▸ **Text passage**

Three P's of virtual discoveries: Preparation, participation, protection.

For many lawyers, preparing for and conducting examinations for discoveries is a matter of course. Travelling to the court reporter’s office for discoveries is often a welcome day out of the office and, in many instances, a lawyer’s first opportunity to meet face to face with their client and counsel for the opposing party.
Social distancing protocols implemented by court reporting offices as a result of the COVID-19 pandemic have required lawyers to quickly adapt their practices to the new reality of virtual discoveries. For some lawyers, virtual discoveries and mediations have been a part of their practice for years and the recent protocol is not new. But for others, there has been some reluctance to transition to a virtual practice during these times.
The following points offer tips and considerations that aim to assist counsel new to virtual litigation:
  1. Discuss with opposing counsel and your client which platform they would be most comfortable using. Reporting offices are also permitting counsel to have tests run in advance of the actual discovery to ensure counsel and clients can seamlessly connect.
  1. Confer with counsel and the court reporter’s office to determine what document sharing technology the reporting office is using. This will ensure seamless reference to Affidavits of Documents during the discovery.
  1. The process of marking Exhibits can still be accomplished virtually. In advance of the discovery, counsel should send the court reporter’s office PDF versions of exhibits they know will be referenced in advance of the discovery.
  1. Counsel should take steps to ensure the deponent is reviewing the correct document during the examination. If the deponent is referencing a physical Affidavit of Documents, this can be done by physically showing the camera what document the deponent has turned to. If the deponent is referencing a digital Affidavit of Document, utilize the screen sharing feature of Zoom or WebEx to ensure the deponent is at the correct tab.

▸ **Exercise description**
Continue the piece on virtual discoveries from its last sentence, carrying on in the same style.

▸ **Record excerpts**
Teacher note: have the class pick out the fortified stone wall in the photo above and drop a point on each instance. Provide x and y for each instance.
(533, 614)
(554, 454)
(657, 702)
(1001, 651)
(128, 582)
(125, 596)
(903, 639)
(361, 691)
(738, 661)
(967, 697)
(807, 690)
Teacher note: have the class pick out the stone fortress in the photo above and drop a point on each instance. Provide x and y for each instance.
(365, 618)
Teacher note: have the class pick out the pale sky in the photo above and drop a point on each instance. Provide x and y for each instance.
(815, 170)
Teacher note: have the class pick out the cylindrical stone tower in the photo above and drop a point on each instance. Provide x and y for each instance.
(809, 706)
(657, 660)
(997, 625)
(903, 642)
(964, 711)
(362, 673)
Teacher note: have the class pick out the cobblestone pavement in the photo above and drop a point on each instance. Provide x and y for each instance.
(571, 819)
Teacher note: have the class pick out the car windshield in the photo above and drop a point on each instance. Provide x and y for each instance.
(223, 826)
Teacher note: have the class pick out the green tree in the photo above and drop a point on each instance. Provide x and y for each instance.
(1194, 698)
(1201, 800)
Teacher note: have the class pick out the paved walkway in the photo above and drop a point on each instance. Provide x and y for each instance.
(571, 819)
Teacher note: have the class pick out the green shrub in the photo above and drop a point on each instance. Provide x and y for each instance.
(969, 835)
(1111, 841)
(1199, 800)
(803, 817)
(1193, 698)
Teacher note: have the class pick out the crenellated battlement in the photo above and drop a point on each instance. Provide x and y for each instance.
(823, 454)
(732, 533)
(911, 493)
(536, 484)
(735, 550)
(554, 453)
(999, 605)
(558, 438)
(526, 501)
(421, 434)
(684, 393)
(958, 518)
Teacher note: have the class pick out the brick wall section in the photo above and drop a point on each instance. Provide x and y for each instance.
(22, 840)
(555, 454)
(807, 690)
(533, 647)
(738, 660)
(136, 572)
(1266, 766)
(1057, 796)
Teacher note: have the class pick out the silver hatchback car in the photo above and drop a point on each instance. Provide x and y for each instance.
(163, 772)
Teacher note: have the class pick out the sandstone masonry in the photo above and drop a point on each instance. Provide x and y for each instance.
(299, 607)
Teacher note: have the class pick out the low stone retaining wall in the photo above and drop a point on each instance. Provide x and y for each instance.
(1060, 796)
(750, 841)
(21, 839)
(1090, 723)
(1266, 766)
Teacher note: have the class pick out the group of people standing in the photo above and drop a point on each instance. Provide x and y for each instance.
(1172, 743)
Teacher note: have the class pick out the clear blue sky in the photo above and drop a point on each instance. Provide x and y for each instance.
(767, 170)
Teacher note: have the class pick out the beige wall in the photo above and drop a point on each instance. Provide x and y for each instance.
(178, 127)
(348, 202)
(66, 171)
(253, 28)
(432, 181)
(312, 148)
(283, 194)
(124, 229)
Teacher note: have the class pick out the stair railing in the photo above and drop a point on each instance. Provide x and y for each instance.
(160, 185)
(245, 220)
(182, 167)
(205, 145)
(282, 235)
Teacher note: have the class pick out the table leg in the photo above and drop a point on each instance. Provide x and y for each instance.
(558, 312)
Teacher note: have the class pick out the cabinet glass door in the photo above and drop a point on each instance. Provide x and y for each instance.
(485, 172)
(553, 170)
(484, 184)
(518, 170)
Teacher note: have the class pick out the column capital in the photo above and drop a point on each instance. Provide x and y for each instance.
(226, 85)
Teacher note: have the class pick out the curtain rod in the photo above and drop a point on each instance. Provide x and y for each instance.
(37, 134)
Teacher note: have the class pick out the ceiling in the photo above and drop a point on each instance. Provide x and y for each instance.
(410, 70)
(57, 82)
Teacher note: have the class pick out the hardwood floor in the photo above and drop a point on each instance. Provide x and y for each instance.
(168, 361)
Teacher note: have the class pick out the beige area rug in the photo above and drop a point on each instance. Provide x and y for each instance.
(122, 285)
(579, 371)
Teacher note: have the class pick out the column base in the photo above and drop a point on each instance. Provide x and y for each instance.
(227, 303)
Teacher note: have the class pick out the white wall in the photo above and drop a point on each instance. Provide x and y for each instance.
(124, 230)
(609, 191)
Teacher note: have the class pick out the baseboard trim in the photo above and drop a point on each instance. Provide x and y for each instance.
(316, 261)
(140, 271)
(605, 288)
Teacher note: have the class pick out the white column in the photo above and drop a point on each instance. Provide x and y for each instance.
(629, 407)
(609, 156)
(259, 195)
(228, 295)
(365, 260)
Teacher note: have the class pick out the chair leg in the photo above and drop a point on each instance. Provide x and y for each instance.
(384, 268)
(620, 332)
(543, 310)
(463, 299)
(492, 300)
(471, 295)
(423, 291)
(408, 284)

▸ **Your response**
  1. Ensuring that two or more people are not speaking at the same time is even more critical for virtual discoveries as doing so results in all speech becoming inaudible on the record.
  1. To have private and off record conversations with opposing counsel or clients during discovery, counsel should utilize the break out room feature offered by most platforms, including Zoom and WebEx. Discuss utilizing this feature with the court reporting office in advance of the call.
  1. Regardless of the forum, examining counsel must protect their client’s interests by ensuring questions put to a deponent are their own. Be alert to a deponent who is consistently looking off camera or looking to the same spot while answering. If this occurs, examining counsel should ask the deponent to identify what they are looking at off screen. Utilizing the screen sharing feature can also ensure the deponent is not receiving emails or reading from a document on their screen.
  1. Examining counsel must also protect their client’s interests by ensuring the deponent is not being influenced by others. Before beginning an examination, counsel should verify if anyone is in the immediate presence of the deponent by asking them to pan the camera around the room.
  1. To ensure only authorized recordings of the examination are made, counsel can ask that all home assistant devices, such as Google Home or Amazon Echo, and cell phones are disabled by all participants in advance of the call.